Text shown -
┌──

From a systemic perspective, waste management represents the most important infrastructure specifically designed to balance, stabilize, and mitigate the environmental externalities generated by overall economic activities. Although most sectors primarily focus on the extraction, transformation consumption, and transportation of materials, waste management functions as the terminal control point of the output flows from anthroposphere to environment. This control point is a stage where decisions about material resource recovery, conversion into energy, detoxification, or permanent exclusion from the material cycles are made.
However, the “autopilot” models that currently dominate biowaste management practices—primarily combinations of conventional “recycling,” landfilling, and partial energy recovery—are likely approaching structural limitations. Beyond the inadequacies of these models themselves, poor operational performance and ineffective facility management have further aggravated the crisis, as many treatment and processing facilities are not being properly operated, monitored, or maintained. Originally these systems were developed to accept and manage relatively homogeneous material streams from comparatively stable consumption patterns. On the contrary “modern” biowaste streams are characterized by rapid growth, high heterogeneity, and escalating chemical complexity. This mismatch is particularly evident in the fastest growing economies, where waste generation rates are expanding faster than institutional and technological capacities for effective management, thus directly determining the scale of environmental pressures imposed on ecosystems through methane and leachate formation and emissions, and secondary environmental contamination.

└──

Study material -
┌──

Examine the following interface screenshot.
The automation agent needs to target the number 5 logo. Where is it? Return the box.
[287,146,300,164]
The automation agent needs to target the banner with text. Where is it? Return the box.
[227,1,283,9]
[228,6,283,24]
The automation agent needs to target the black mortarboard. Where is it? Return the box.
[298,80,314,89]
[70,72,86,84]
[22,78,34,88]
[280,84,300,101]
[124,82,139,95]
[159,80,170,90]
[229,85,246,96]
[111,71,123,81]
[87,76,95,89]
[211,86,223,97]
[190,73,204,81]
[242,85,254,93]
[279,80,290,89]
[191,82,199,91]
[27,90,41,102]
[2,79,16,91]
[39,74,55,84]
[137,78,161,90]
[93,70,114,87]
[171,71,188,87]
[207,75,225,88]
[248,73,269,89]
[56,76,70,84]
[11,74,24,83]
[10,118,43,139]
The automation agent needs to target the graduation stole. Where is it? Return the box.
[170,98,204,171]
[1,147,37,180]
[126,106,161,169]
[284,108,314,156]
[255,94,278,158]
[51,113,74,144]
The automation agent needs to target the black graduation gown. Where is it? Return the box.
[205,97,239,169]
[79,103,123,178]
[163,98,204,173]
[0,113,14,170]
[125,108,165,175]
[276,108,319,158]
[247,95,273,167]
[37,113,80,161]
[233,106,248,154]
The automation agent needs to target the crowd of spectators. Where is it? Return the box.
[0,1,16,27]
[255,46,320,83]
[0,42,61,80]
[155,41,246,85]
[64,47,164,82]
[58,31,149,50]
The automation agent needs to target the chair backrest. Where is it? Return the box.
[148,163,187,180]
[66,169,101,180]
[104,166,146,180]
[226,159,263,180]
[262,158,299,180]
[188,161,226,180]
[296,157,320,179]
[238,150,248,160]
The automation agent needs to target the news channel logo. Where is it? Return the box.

└──

Study questions -
1/ Write out the portion of the waste management text between "From a systemic" and "cycles are made.", inclusive.
2/ According to the waste management text, why are the "autopilot" models for biowaste likely approaching structural limitations? Answer in one to three sentences.
3/ Continue the waste management text from where it stops.

Task responses -
1/
From a systemic perspective, waste management represents the most important infrastructure specifically designed to balance, stabilize, and mitigate the environmental externalities generated by overall economic activities. Although most sectors primarily focus on the extraction, transformation consumption, and transportation of materials, waste management functions as the terminal control point of the output flows from anthroposphere to environment. This control point is a stage where decisions about material resource recovery, conversion into energy, detoxification, or permanent exclusion from the material cycles are made.

2/ These models were originally developed to accept and manage relatively homogeneous material streams from comparatively stable consumption patterns. Modern biowaste streams, by contrast, show rapid growth, high heterogeneity and escalating chemical complexity.

3/
Concerning the potential scale and the pathway of the economies, biowaste management in these countries should be regarded as a global environmental priority. Their demographic scale, economic growth trajectories and accelerating urbanization are expected to generate the largest quantities of biowaste in the coming decades. Capacities to develop effective and adaptive waste management systems will substantially shape future trajectories of global climate and overall environmental governance and sustainability.
The central question, therefore, is whether existing biowaste management paradigms can remain functional under conditions of accelerating consumption growth and material complexity? The postulate of this editorial is that “autopilot” approaches being employed for current biowaste management will no longer be sufficient to strive toward global ecological equilibrium. Incremental adaptation of conventional waste management models may prove structurally incapable of responding to the scale, speed, and complexity of upcoming anthropogenic biomaterial flows.
It seems to be a high time to employ and navigate available AI resources toward solving global waste management issues, transforming it into a hybrid tool for global waste management and environmental “adaptation!”